The India camp at Cannes Lions International Festival of Creativity is celebrating the Healthcare Agency of the Year that was crowned to India-based healthcare specialist Medulla Communications. For Praful and Amit Akali, the brothers who run the agency, while the win was overwhelming, it was also something that they planned for after ranking number three agency at the Lions Health Festival last year.
In a conversation, Praful Akali, Founder-Director, Medulla highlighted the significance of collaboration between creative and planning, and the role that medicine specialists play in healthcare communications. At Medulla Communications, the agency has set up a medical process than can take care of insight, idea and execution. “A typical agency structure comprises creative and planning team. We have added this third component that can get into a doctor’s heart and a patient’s head. What is more important though is how these three teams work together – that is what makes the difference,” he said.
For Amit Akali, Chief Creative Officer, Medulla Communications, the campaign that brought Medulla two Gold Lions, ‘Last Word’, was personal and close to heart. “We lost our mom to Cancer 10 years ago. She told us she didn't want to go to hospital and instead enjoy her last days with the family. So when Palliative Care came to us, it was natural for us to do this,” he said. Another point that Amit Akali made was that after the agency’s achievements in the Festival last year, which was the first time that the agency had even participated in an awards platform, it planned to do better this year. “We looked at some of the winning work last year, the kind of work that the top two agencies had done and we worked on how we would focus on our work to really stand out,” he said.

Tasks for this exercise:
• a. Rewrite everything from "The India camp" down to "Festival last year." in the Cannes Lions article, swapping "brothers" for "siblings".
• b. Write what comes next in the article on Medulla's Cannes Lions win, picking up after its final sentence.

Information supplied:
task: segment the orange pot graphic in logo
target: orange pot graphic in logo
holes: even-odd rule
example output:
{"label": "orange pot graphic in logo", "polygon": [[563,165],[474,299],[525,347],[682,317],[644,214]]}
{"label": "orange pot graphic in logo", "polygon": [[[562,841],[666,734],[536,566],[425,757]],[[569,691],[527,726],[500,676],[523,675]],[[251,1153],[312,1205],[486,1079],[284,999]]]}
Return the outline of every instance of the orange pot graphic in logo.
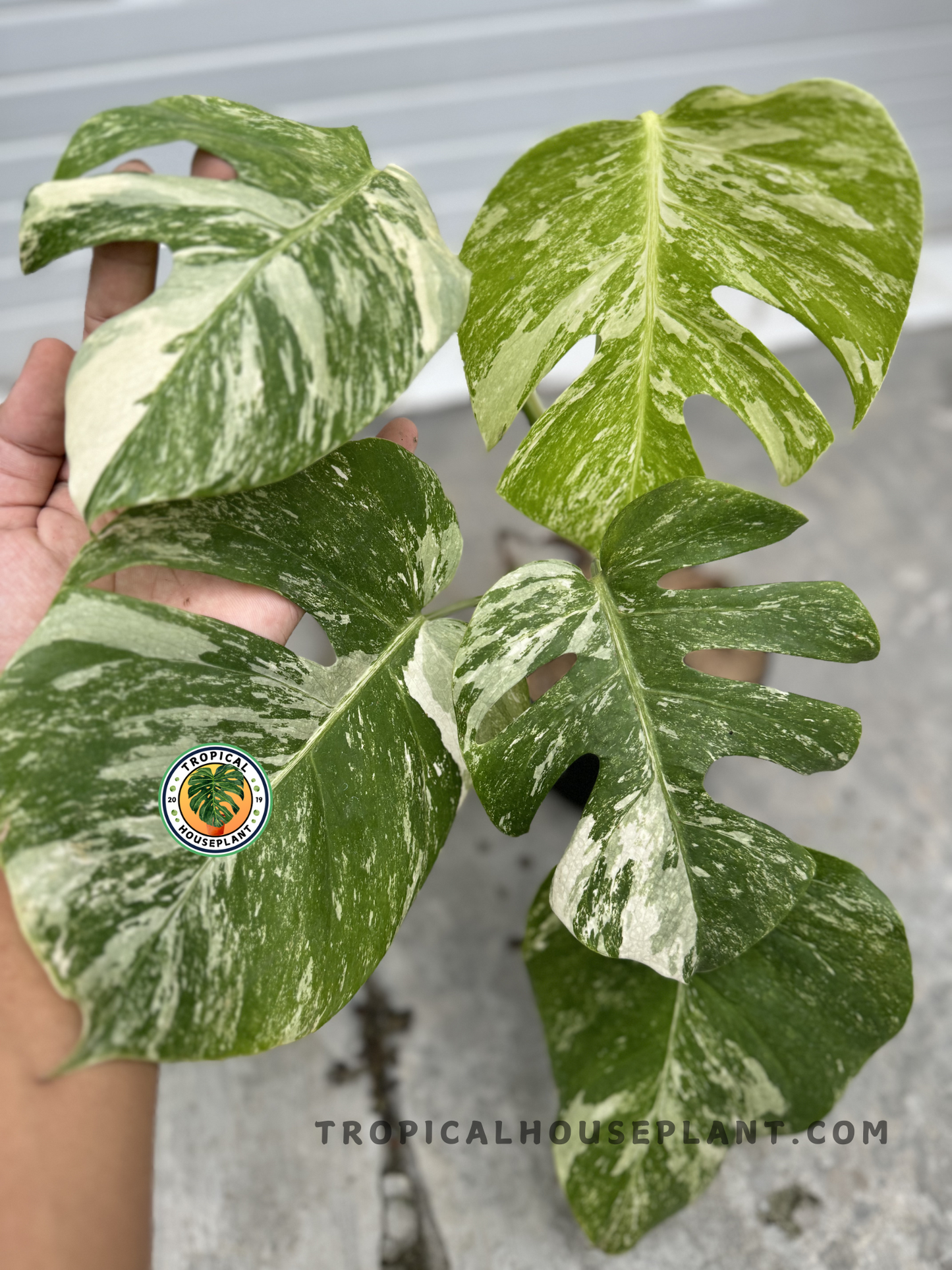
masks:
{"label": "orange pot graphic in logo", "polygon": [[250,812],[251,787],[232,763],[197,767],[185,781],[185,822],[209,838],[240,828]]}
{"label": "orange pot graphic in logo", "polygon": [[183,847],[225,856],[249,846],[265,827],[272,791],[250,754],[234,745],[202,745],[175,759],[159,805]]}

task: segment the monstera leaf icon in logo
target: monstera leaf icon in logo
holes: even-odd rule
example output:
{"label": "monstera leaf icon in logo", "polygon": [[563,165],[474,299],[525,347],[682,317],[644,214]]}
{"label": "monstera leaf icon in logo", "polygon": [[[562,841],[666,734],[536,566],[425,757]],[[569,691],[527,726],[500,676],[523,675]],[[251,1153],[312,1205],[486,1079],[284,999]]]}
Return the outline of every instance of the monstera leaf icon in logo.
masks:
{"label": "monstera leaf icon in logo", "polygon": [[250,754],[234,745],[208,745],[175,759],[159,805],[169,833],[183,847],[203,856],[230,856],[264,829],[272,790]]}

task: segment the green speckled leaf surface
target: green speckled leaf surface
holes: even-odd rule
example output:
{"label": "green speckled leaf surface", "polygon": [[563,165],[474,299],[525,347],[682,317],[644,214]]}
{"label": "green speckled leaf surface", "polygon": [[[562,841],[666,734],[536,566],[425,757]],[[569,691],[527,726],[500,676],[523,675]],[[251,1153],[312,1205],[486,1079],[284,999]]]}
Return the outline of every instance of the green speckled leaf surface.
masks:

Written responses:
• a.
The India camp at Cannes Lions International Festival of Creativity is celebrating the Healthcare Agency of the Year that was crowned to India-based healthcare specialist Medulla Communications. For Praful and Amit Akali, the siblings who run the agency, while the win was overwhelming, it was also something that they planned for after ranking number three agency at the Lions Health Festival last year.

• b.
The team’s passion resulted in creative solutions that are now globally recognized and applauded. One key lesson that was highlighted on the first day of the Festival is the need to constantly put people first. While India is still waiting for its own WeChat or WhatsApp, there are lessons from the Tencent experience that apply well to the Indian communication industry too.
China’s Tencent Holding has a single mantra – put users, whether it their convenience or their experience ahead of all else. At the centre of WeChat’s growth and plan is the mobile internet – an area that is rapidly being adopted in India as well. Tencent’s Corporate Vice President Davis Lin stated that mobile internet has transformed all aspects of doing business and driving growth in China.
“China has been faster in adopting mobile internet. We needed an app tailored to that. WeChat is designed to connect people to services, institutions and businesses. Since Tencent is all about the users, we decided to make WeChat not mobile-first but mobile-only,” he said.
The other learning from the WeChat experience was to roll multiple functionalities in the same app in comparison rolling out different apps. WeChat not only connected friends and families for messaging but also aimed to be a centralised source of information. Tencent set up measures to ensure that all companies registering with WeChat were authentic so users could trust the companies they connected with and could trust WeChat as a platform. WeChat formed relationships with other businesses so that users could do a lot more with just one app. The philosophy has so far worked well as evidenced by the 763 million users that the platform boasts of today.
The first day of the Festival celebrated the closure of Lions Health and the beginning of another week of discussions and debates on trends that are defining the marketing and advertising business.